TASK STATEMENT: Please write out the records below without any changes, everything from the line containing "the white cloud" down to the last line of the records, including both.

======== INPUT RECORDS ========

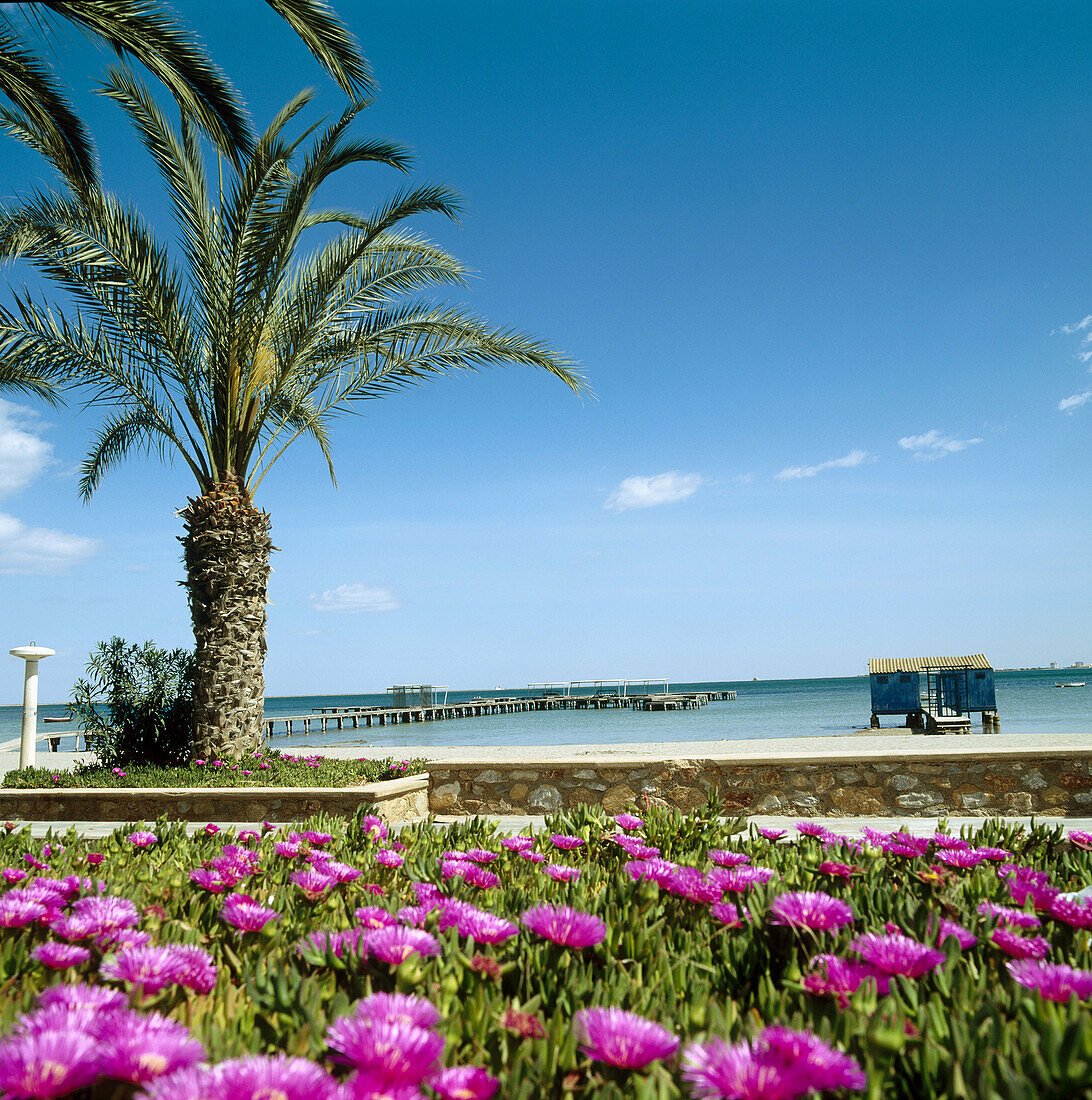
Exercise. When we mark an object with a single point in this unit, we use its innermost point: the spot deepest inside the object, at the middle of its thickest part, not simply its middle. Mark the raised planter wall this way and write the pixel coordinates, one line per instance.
(395, 800)
(915, 785)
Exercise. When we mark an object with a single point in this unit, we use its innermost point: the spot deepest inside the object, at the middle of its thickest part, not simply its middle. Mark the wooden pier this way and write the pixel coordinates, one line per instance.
(366, 717)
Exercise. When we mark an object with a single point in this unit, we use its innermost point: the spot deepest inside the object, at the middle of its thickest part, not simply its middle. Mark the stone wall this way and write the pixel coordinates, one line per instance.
(915, 785)
(396, 800)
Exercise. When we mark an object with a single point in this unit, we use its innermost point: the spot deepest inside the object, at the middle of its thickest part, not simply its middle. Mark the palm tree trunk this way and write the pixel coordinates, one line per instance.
(227, 556)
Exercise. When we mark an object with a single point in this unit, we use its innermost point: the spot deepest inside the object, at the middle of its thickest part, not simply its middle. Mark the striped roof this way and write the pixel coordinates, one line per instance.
(886, 664)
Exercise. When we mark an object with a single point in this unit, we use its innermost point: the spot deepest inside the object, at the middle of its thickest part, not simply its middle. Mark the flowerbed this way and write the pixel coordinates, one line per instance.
(267, 768)
(607, 958)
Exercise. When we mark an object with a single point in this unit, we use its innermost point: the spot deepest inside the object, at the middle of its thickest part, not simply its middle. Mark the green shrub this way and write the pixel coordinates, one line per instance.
(136, 703)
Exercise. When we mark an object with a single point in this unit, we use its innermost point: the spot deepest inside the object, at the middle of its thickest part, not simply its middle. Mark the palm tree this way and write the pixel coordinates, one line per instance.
(227, 358)
(147, 31)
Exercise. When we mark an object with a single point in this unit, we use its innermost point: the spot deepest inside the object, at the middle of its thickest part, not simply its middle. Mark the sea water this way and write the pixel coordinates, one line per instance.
(1028, 704)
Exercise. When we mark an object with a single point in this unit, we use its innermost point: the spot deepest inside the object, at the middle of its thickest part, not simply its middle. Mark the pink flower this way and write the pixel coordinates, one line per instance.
(397, 1051)
(779, 1065)
(245, 914)
(560, 872)
(1021, 947)
(395, 945)
(724, 858)
(464, 1082)
(139, 1048)
(896, 954)
(47, 1065)
(59, 956)
(842, 977)
(1054, 980)
(804, 909)
(565, 842)
(1014, 917)
(561, 924)
(622, 1038)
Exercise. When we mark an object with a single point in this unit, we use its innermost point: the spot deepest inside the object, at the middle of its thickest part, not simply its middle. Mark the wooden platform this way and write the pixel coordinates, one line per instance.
(323, 718)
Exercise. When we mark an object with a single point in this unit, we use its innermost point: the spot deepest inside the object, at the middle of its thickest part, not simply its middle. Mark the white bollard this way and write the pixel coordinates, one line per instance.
(31, 655)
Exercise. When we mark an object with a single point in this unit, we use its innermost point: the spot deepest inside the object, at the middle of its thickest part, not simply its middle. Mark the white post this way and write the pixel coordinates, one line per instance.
(31, 655)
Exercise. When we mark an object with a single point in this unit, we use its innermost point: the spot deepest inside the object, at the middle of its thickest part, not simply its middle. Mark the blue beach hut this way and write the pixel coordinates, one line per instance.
(934, 693)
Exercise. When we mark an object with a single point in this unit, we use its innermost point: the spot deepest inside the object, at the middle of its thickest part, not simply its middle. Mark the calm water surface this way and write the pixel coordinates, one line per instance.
(1027, 702)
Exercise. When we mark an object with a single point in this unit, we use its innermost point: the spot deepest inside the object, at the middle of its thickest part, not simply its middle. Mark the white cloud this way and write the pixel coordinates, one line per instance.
(23, 454)
(648, 492)
(1068, 404)
(354, 598)
(847, 461)
(36, 550)
(931, 444)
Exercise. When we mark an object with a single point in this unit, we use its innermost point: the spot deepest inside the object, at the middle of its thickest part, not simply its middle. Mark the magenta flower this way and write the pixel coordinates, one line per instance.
(657, 870)
(565, 842)
(740, 879)
(313, 883)
(396, 945)
(964, 936)
(464, 1082)
(1052, 980)
(727, 914)
(46, 1065)
(17, 910)
(154, 968)
(481, 856)
(896, 954)
(561, 872)
(842, 977)
(1019, 947)
(398, 1008)
(1014, 917)
(622, 1038)
(399, 1052)
(804, 909)
(561, 924)
(245, 914)
(139, 1048)
(372, 916)
(59, 956)
(725, 858)
(96, 999)
(258, 1077)
(779, 1065)
(1078, 914)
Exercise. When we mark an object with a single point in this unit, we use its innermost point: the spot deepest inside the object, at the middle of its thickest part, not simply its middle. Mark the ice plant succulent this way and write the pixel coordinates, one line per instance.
(561, 924)
(804, 909)
(622, 1038)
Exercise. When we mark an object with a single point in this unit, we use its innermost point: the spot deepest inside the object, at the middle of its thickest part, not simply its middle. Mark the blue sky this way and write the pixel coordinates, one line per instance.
(826, 267)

========

WRITTEN SOLUTION:
Exercise. When we mark an object with a single point in this unit, we use its innermost point: the spot deepest inside the object, at the middle of its thickest part, not simply its middle. Mark the white cloud this way and write the pixel coordinates, one line per instance.
(23, 454)
(648, 492)
(1068, 404)
(354, 598)
(847, 461)
(36, 550)
(931, 444)
Exercise. When we mark an object with a single point in this unit, we use its innermost point: the spot deepest inside the object, at the middle of its thickest part, not simply its middle. Mark the magenta flower this way and write the pixel coordinates, one line per instance.
(657, 870)
(565, 842)
(740, 879)
(313, 883)
(396, 945)
(964, 936)
(464, 1082)
(1052, 980)
(727, 914)
(46, 1065)
(17, 910)
(154, 968)
(481, 856)
(896, 954)
(561, 872)
(842, 977)
(1019, 947)
(398, 1008)
(1014, 917)
(622, 1038)
(399, 1052)
(804, 909)
(561, 924)
(245, 914)
(139, 1048)
(372, 916)
(59, 956)
(725, 858)
(96, 999)
(258, 1077)
(779, 1065)
(1078, 914)
Exercise. When we mark an object with a single point in this unit, we use its innermost point: the spot deepest inside the object, at the middle of its thickest part, not simply its middle. Mark the ice plant succulent this way and write the pixel coordinates, one line per instance.
(561, 924)
(804, 909)
(622, 1038)
Exercise. When we mark an object with a single point in this unit, we use its innermost point: the spot deepest inside the object, at the middle of its thickest part, not simply its middle. Mark the blue sky this way and write the pixel coordinates, one line per instance.
(826, 267)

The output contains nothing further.